*** Entries shown

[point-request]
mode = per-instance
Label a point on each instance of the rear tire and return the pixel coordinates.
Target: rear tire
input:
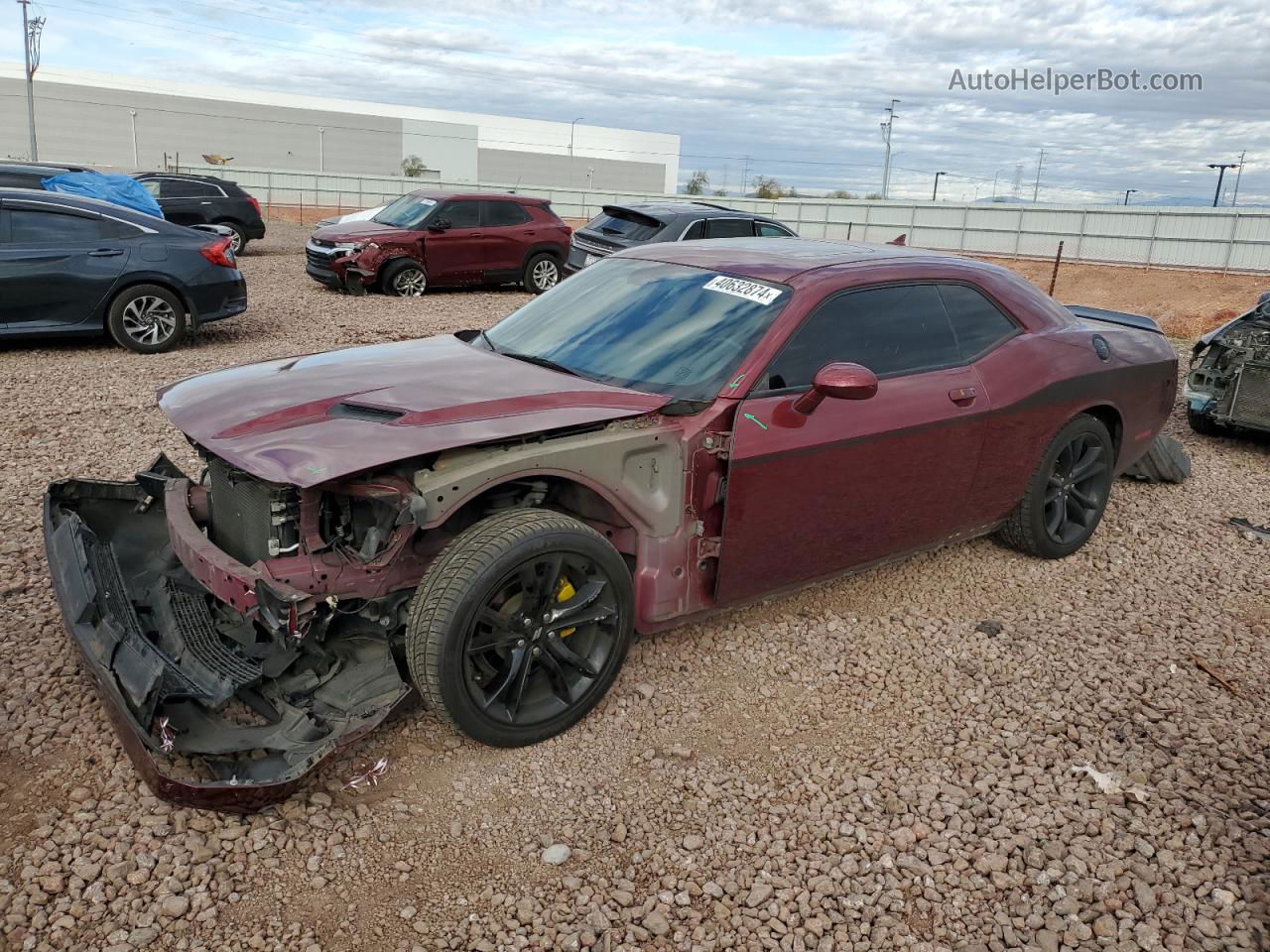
(541, 273)
(404, 278)
(520, 626)
(1067, 493)
(239, 239)
(148, 318)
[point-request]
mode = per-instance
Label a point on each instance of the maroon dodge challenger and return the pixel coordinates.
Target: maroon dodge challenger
(488, 517)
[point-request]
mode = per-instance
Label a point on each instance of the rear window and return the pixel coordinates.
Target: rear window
(616, 222)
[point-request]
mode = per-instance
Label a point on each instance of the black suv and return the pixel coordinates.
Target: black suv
(16, 175)
(620, 226)
(204, 199)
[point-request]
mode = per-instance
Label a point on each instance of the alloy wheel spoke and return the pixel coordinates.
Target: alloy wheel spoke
(1087, 465)
(561, 652)
(556, 678)
(583, 597)
(517, 666)
(597, 613)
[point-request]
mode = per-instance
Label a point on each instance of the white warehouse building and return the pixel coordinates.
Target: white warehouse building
(132, 123)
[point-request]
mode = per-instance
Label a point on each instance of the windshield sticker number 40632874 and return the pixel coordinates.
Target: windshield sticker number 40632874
(748, 290)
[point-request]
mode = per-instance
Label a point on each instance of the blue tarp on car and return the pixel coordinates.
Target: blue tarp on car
(117, 189)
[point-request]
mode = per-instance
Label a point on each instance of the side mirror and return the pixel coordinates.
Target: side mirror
(841, 381)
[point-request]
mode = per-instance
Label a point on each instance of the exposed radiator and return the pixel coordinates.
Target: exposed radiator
(252, 521)
(1251, 404)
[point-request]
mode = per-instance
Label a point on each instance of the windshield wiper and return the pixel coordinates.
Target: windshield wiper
(544, 362)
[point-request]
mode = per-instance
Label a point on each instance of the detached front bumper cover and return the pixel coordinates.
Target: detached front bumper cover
(185, 673)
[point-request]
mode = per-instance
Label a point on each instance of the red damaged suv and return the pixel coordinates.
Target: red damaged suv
(444, 240)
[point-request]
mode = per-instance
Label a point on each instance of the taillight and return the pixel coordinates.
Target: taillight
(218, 253)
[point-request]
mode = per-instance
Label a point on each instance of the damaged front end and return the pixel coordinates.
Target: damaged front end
(206, 616)
(1228, 385)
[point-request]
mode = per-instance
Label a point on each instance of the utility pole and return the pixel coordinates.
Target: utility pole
(1220, 173)
(572, 130)
(885, 137)
(1237, 177)
(31, 31)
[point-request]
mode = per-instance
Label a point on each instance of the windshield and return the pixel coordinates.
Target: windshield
(647, 325)
(405, 212)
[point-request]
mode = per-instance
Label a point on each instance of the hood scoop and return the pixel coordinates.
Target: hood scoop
(361, 412)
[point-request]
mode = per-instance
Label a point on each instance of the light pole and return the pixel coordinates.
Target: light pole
(885, 137)
(1220, 173)
(31, 31)
(572, 127)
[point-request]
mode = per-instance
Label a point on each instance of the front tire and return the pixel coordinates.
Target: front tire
(405, 278)
(148, 318)
(541, 273)
(520, 626)
(1205, 424)
(1067, 494)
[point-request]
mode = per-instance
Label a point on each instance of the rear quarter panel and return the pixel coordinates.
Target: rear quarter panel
(1037, 382)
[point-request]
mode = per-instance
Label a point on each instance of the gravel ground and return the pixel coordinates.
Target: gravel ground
(885, 762)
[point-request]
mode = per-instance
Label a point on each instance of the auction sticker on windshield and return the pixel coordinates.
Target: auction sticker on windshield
(748, 290)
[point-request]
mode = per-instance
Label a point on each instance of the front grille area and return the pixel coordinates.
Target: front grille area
(1251, 405)
(252, 521)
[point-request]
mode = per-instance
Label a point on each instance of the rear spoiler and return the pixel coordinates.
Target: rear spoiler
(1125, 320)
(616, 211)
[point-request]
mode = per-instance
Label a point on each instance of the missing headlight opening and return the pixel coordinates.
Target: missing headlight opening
(1228, 386)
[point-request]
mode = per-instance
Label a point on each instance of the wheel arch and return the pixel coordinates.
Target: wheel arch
(570, 493)
(164, 282)
(1112, 419)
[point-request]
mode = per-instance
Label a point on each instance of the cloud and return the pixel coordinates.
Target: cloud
(795, 85)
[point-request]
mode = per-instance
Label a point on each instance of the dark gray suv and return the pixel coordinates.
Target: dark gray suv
(620, 226)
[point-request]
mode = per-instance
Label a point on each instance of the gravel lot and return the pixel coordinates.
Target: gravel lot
(884, 762)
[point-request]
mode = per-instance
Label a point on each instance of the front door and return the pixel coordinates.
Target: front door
(856, 481)
(56, 264)
(456, 255)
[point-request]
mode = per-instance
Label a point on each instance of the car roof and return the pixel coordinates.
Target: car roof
(778, 259)
(698, 209)
(87, 204)
(477, 195)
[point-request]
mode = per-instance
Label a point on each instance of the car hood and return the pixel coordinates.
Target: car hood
(304, 420)
(341, 231)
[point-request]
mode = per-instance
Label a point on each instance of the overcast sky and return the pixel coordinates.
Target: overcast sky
(797, 86)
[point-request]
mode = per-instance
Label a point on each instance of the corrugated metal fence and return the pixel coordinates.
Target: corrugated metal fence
(1211, 239)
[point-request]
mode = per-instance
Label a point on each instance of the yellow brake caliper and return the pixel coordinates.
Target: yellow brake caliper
(563, 594)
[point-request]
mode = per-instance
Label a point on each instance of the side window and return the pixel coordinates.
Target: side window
(500, 214)
(183, 188)
(729, 227)
(32, 227)
(462, 214)
(976, 322)
(890, 330)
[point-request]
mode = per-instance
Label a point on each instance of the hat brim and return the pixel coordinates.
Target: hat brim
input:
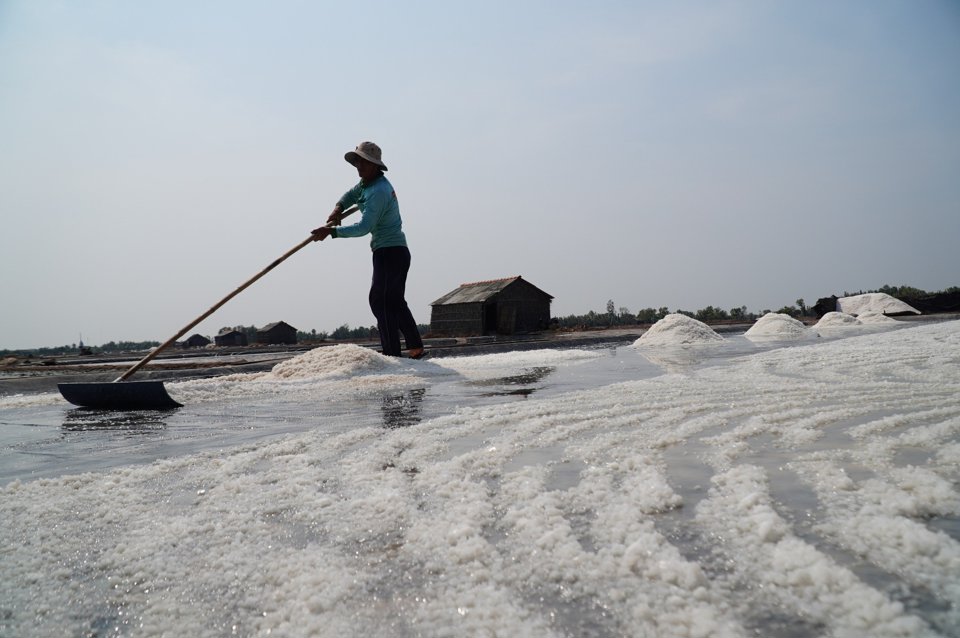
(352, 156)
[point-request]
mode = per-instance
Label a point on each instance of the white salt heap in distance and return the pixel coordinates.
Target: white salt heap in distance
(775, 325)
(876, 318)
(678, 330)
(837, 320)
(879, 302)
(332, 361)
(798, 491)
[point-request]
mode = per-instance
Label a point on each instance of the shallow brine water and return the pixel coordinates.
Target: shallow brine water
(803, 487)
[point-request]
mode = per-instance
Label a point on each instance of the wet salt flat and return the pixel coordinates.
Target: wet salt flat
(782, 483)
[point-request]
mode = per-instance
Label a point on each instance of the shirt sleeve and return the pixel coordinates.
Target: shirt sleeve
(375, 203)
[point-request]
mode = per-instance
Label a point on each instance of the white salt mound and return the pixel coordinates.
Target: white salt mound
(776, 325)
(326, 361)
(879, 302)
(837, 320)
(678, 330)
(876, 318)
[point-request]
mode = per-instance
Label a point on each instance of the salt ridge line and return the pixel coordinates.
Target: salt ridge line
(398, 462)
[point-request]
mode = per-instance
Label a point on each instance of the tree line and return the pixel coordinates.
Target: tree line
(614, 316)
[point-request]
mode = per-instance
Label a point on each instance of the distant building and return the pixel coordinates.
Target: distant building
(196, 341)
(279, 332)
(498, 306)
(231, 338)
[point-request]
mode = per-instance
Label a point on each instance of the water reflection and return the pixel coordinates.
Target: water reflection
(526, 378)
(402, 410)
(128, 423)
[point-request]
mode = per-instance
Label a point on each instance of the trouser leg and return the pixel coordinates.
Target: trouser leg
(390, 267)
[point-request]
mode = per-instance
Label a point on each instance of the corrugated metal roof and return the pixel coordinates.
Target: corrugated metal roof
(271, 326)
(478, 291)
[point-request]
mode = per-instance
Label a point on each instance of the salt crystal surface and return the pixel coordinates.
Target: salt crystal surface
(879, 302)
(678, 330)
(728, 501)
(837, 320)
(774, 325)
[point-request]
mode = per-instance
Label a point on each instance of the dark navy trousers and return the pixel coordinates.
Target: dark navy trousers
(390, 267)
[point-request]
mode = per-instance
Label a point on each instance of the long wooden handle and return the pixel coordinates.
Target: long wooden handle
(153, 353)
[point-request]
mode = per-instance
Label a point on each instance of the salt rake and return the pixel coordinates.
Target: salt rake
(121, 394)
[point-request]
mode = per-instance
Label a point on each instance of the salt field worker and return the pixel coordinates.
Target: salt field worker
(380, 217)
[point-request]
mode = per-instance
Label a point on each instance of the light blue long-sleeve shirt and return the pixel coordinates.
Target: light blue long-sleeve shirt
(380, 214)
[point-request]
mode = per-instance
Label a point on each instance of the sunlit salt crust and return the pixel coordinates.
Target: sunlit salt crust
(522, 519)
(775, 325)
(876, 302)
(837, 320)
(678, 330)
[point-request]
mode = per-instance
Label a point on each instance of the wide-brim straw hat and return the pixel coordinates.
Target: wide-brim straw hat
(368, 151)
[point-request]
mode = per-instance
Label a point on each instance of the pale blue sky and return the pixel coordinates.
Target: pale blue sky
(154, 155)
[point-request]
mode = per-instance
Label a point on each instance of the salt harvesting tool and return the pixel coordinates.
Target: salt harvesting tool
(121, 394)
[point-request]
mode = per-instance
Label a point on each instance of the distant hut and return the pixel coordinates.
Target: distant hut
(498, 306)
(231, 338)
(279, 332)
(196, 341)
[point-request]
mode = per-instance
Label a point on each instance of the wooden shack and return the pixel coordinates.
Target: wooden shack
(497, 306)
(278, 332)
(196, 341)
(231, 338)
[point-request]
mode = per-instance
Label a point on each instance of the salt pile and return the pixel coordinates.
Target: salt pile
(804, 491)
(878, 302)
(775, 325)
(340, 360)
(678, 330)
(876, 318)
(837, 320)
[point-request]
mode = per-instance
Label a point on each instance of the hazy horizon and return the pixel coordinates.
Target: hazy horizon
(155, 156)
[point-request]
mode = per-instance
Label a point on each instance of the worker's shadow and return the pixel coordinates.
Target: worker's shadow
(402, 410)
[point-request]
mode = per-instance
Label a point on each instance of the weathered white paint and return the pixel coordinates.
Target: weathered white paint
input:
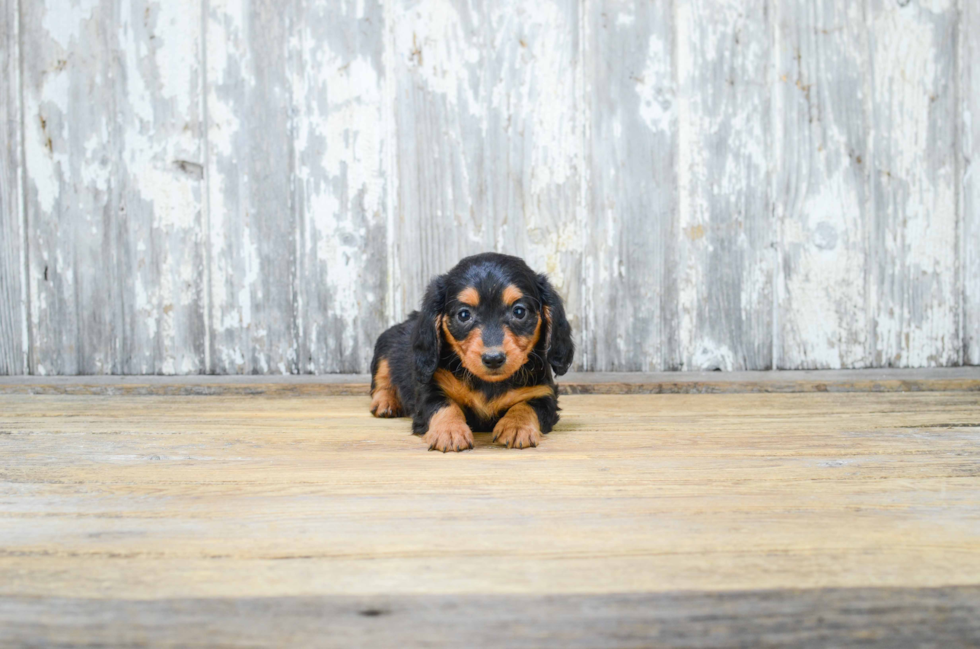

******

What to produce
Pull out every line of the records that contains the string "sunlit", treating case as significant.

Task result
Label a point on each instance of the sunlit salt crust and return the pixel coordinates.
Target: sunlit salt crust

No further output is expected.